→ INSTRUCTIONS TO FOLLOW
Exactly as they appear, restate the lines of the material, from the first through the one containing "Objective: locate each instance of the horizontal".

→ DATA SHOWN
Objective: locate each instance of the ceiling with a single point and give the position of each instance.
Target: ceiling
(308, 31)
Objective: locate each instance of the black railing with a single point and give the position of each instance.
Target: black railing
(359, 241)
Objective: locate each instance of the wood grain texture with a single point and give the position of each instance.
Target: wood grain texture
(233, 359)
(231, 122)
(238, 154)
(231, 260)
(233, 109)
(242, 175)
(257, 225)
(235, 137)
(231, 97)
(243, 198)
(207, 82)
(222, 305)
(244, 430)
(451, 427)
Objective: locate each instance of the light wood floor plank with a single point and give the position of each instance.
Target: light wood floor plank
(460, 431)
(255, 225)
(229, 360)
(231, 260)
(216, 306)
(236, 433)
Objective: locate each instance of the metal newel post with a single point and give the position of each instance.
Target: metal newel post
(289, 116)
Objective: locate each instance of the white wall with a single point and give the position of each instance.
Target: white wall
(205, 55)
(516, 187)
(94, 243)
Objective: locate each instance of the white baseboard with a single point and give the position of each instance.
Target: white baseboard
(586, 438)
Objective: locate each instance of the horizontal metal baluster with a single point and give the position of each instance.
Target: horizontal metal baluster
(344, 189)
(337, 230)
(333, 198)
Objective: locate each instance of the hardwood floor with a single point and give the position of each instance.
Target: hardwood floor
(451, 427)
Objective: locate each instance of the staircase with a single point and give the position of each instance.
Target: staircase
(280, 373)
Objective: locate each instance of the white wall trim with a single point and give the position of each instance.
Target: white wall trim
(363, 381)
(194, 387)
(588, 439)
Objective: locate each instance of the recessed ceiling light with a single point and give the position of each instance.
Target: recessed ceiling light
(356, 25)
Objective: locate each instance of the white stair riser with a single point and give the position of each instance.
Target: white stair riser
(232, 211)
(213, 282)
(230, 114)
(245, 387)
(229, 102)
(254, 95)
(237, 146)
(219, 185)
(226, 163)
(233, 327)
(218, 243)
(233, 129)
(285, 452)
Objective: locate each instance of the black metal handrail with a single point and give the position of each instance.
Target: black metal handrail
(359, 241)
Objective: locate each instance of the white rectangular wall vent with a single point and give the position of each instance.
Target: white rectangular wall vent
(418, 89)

→ EXERCISE SOLUTION
Objective: locate each instance of the ceiling with a single point and give the position of each instance.
Target: ceiling
(308, 31)
Objective: locate each instance of the black railing with a single point and give the position of each instance.
Target: black railing
(359, 241)
Objective: locate each instance of the wood grain texture with a single point and give the position of each instance.
Target: wood grain texture
(233, 359)
(231, 122)
(238, 154)
(231, 260)
(233, 109)
(242, 175)
(257, 225)
(235, 137)
(231, 97)
(243, 198)
(207, 82)
(222, 305)
(244, 430)
(451, 427)
Objective: locate each instance of the light wood floor plank with a single point and give the position of each instance.
Target: light wood floor plank
(460, 431)
(255, 225)
(229, 360)
(231, 260)
(216, 306)
(236, 433)
Objective: locate each instance of the metal newel post with a single point and give the position of each instance.
Target: metal newel post
(289, 116)
Objective: locate each instance of the white wall with a single point and give the position of each instance.
Target: white wall
(205, 55)
(516, 187)
(94, 243)
Objective: locate each instance of the white baseboard with a single point and give the position of each instance.
Target: white baseboard
(586, 438)
Objective: locate each instance of the horizontal metal baluster with a single point and give the position of each instance.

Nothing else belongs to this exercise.